━━━━━ DATA RECORDS ━━━━━

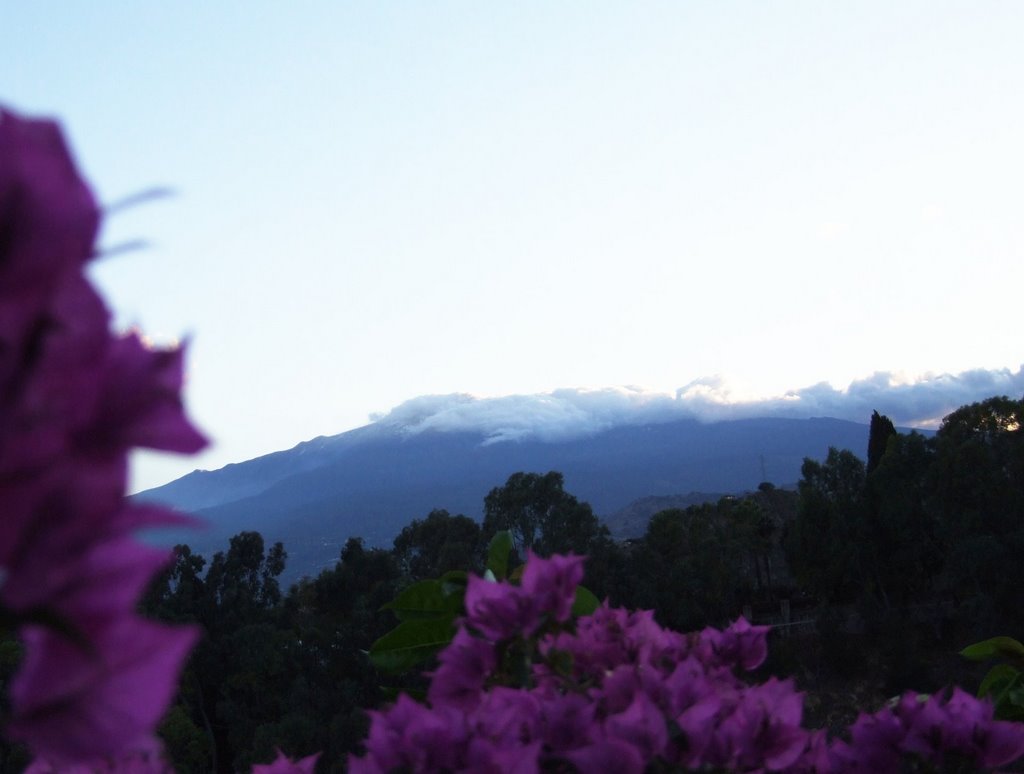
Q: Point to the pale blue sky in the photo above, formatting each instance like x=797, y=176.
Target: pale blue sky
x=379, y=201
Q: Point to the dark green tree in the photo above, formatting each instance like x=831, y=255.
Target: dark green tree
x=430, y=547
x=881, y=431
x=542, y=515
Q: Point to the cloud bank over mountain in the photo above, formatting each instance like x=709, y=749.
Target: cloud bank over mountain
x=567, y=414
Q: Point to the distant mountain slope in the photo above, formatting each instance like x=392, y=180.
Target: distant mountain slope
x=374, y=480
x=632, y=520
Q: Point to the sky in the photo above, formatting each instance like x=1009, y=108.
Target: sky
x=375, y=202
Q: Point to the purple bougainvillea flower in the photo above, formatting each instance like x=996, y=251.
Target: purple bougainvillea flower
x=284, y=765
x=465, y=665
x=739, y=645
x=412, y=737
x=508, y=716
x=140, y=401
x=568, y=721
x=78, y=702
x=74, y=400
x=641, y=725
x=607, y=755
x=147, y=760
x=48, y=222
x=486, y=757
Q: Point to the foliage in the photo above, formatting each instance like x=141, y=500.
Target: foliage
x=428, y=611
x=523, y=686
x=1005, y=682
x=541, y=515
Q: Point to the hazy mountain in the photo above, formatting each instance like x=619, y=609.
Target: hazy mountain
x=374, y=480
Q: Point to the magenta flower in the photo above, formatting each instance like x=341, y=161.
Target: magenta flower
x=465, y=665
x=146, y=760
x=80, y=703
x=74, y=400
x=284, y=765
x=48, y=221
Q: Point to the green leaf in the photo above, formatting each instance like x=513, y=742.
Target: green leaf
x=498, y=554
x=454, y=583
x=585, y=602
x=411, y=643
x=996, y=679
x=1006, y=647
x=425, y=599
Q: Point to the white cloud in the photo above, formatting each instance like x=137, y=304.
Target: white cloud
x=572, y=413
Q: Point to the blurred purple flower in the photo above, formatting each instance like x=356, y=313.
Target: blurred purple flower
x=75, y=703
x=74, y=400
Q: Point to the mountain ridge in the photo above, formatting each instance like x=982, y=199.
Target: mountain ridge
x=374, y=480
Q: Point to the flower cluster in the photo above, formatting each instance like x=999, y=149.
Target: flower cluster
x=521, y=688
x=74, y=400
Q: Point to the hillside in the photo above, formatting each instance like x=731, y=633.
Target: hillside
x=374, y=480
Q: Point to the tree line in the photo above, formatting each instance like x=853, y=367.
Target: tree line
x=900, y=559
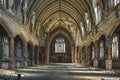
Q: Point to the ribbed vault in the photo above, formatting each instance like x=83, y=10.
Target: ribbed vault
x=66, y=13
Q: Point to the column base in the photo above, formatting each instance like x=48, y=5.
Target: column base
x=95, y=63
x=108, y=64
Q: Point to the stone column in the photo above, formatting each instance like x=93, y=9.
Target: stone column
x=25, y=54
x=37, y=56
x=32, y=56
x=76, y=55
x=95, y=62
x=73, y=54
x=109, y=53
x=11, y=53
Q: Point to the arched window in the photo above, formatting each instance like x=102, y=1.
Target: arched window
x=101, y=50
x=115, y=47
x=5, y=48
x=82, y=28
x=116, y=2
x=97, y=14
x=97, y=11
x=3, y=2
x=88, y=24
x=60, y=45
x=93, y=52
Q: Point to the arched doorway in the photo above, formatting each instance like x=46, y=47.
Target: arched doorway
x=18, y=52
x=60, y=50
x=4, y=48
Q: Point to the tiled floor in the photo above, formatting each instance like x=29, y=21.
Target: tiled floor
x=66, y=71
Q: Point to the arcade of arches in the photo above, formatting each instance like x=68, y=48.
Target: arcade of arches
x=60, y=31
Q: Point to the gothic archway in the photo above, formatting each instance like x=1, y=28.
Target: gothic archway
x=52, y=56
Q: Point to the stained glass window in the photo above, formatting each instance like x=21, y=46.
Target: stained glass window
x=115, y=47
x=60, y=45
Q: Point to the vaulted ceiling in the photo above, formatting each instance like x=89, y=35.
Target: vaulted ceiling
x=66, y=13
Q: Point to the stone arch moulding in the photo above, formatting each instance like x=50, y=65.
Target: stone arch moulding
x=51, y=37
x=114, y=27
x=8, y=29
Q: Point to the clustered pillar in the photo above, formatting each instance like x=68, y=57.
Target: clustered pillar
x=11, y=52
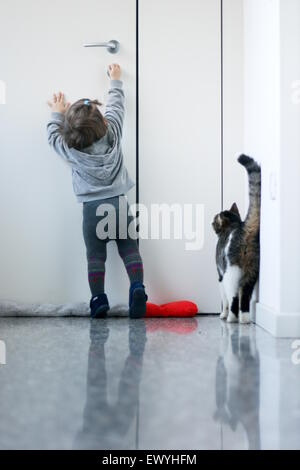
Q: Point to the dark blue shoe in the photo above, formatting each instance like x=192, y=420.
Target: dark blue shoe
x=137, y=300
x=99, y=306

━━━━━

# TO DO:
All that belongs in your answer is the stretch of entries above from the line with "Target: distant mountain slope" through the line with "Q: Point to the purple", printed exactly.

# RESPONSE TO THIS EXERCISE:
Target: distant mountain slope
x=374, y=480
x=632, y=520
Q: Point to the sky in the photo above, formatting each instance like x=1009, y=108.
Target: sky
x=375, y=202
Q: Point to the purple bougainvillea flower in the photo above, formatting each instance like x=996, y=251.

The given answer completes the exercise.